PASSAGE PROVIDED –
A hot standby system consists of a master and one or more standby instances, which can be located on different computers. The master and standby instances each have their own kernel, cache, a separate MaxDB X Server, DBM Server and so on.
The computers on which the database instances are located constitute a cluster. Communication within the cluster is done by way of the internal IP addresses of the computers. Outwardly, the hot standby system behaves like a single database instance. To access the hot standby system externally, you need the following information:
· Name of the database instance
· Virtual server name (identifies the computer that currently has the role of master instance)
If the master instance fails, the virtual server name transfers to the computer with the standby instance, which assumes the master role (see Behavior of the Hot Standby System when Errors Occur).
The data and log areas of all instances are located in a storage system.
As a precaution for the event of hardware failure, we recommend that you mirror the data and log areas in the storage system.

GIVEN REQUEST 1 –
Count the lines in the entries below that contain the word "motorcycle", and give only that number.
GIVEN REQUEST 2 –
Write what comes next in the passage on the hot standby system, starting after its final sentence.

ITEMS –
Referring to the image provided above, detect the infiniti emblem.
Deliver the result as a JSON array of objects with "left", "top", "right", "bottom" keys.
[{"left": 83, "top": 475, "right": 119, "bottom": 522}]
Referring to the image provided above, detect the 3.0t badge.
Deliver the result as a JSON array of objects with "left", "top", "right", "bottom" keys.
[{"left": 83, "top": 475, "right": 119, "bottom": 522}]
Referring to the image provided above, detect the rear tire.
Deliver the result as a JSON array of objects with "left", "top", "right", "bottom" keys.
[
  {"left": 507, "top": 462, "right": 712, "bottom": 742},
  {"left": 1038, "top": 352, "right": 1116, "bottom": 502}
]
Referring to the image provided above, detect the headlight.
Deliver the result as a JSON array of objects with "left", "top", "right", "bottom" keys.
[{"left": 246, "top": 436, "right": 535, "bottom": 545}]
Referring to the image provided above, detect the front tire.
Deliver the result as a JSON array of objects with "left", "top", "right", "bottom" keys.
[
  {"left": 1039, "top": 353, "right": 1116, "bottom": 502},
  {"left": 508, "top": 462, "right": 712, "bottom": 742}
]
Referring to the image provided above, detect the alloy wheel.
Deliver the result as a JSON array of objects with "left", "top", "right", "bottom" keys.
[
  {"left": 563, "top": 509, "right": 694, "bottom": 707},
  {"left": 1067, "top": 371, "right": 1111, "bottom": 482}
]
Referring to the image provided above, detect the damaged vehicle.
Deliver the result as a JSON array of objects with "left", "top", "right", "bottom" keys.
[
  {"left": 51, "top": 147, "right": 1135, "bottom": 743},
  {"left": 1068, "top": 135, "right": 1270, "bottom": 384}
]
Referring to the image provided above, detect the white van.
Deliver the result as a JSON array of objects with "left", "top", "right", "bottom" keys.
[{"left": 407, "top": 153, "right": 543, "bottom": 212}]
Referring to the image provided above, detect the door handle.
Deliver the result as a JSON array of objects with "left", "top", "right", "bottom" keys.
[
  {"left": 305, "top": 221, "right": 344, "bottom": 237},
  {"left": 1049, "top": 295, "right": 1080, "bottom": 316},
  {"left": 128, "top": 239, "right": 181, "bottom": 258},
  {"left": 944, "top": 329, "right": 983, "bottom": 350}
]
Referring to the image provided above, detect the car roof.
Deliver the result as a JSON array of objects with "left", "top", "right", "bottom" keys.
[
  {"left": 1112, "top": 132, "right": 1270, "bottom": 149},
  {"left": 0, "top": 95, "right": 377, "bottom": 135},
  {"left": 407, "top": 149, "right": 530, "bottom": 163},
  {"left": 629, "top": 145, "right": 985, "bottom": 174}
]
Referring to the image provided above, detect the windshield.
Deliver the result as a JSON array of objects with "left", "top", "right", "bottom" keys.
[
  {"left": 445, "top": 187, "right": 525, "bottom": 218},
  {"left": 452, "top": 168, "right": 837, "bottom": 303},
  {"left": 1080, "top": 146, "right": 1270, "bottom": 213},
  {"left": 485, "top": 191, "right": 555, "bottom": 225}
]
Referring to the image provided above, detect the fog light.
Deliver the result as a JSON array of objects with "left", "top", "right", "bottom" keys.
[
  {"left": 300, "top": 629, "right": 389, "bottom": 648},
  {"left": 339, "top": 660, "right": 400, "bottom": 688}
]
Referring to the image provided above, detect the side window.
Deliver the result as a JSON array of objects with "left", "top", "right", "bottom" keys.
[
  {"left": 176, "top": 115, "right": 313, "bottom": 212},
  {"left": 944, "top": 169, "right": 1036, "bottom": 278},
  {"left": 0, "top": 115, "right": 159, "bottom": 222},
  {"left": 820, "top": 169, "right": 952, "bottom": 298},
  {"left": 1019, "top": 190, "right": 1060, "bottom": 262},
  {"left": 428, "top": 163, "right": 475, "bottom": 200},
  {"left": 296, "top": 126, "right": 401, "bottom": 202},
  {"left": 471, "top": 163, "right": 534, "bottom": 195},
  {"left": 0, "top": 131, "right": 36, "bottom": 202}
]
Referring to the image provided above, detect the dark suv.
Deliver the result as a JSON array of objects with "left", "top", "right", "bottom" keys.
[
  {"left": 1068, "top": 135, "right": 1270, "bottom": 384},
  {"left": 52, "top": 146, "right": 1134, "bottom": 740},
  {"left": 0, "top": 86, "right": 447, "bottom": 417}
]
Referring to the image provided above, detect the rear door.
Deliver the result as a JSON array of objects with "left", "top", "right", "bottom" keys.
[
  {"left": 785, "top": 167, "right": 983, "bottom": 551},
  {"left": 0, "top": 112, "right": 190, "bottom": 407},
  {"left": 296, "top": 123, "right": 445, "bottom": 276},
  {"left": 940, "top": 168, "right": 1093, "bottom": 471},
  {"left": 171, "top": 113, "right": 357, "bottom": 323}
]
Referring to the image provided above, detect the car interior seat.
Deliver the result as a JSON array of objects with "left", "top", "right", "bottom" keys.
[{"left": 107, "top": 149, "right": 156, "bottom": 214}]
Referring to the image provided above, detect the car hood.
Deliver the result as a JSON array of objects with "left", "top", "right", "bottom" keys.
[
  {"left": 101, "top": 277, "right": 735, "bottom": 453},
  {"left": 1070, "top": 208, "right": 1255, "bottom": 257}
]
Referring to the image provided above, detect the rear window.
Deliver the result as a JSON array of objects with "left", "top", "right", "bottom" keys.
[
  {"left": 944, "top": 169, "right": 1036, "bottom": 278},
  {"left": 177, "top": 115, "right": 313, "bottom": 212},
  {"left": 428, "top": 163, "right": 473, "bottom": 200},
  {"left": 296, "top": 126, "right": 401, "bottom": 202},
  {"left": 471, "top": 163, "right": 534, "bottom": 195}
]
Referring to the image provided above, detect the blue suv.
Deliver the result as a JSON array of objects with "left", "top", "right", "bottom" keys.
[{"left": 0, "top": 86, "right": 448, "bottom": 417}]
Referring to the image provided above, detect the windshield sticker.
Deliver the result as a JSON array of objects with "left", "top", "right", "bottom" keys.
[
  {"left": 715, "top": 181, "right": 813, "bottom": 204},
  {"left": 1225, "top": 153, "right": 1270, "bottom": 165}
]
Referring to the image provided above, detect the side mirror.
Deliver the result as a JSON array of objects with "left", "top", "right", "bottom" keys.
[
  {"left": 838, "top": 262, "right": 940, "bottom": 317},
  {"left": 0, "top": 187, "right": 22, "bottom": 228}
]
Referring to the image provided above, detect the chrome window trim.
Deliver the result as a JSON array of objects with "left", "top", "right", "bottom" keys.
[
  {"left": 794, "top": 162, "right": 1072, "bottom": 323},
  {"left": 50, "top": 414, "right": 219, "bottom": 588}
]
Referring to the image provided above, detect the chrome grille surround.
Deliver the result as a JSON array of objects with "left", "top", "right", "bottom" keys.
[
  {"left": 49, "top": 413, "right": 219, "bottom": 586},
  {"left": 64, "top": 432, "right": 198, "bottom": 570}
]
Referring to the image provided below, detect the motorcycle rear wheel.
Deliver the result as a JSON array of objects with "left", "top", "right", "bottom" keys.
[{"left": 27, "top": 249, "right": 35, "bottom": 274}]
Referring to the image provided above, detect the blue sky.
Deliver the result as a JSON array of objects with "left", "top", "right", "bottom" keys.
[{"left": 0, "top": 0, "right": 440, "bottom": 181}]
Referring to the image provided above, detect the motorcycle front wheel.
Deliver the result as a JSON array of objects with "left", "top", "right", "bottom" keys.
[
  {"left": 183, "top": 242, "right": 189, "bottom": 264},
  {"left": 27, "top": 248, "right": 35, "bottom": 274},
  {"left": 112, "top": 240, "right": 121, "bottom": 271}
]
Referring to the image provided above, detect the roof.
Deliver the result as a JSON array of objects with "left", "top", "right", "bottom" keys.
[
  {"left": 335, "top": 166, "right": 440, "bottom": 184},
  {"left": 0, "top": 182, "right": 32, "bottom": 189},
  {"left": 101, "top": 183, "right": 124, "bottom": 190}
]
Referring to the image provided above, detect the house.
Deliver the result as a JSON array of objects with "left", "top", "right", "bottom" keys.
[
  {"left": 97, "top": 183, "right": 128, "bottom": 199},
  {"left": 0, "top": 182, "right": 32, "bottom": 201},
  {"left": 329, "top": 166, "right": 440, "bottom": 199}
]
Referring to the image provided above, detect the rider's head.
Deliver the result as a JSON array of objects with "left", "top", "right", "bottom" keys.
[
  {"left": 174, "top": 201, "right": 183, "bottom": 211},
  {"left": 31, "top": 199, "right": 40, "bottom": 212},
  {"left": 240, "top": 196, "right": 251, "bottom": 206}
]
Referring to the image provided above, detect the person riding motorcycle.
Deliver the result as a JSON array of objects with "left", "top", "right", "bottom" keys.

TASK RESULT 1 –
3

TASK RESULT 2 –
Master and standby instances use the same log area; however, standby instances only have read access (see Synchronization of Master and Standby Instances).
In contrast, standby databases have separate log areas for all instances.
Master and standby instances each have separate data areas that are independent of each other.
The following graphic shows a hot standby system comprised of a master instance on the computer GENUA and a standby instance on the computer PARMA. The computers GENUA and PARMA are part of a cluster. The name of the database instance is DEMODB and the virtual server name is VIRTUAL_SERVER. The data and log areas of the instances are located in a storage system while the cluster software is on a separate computer.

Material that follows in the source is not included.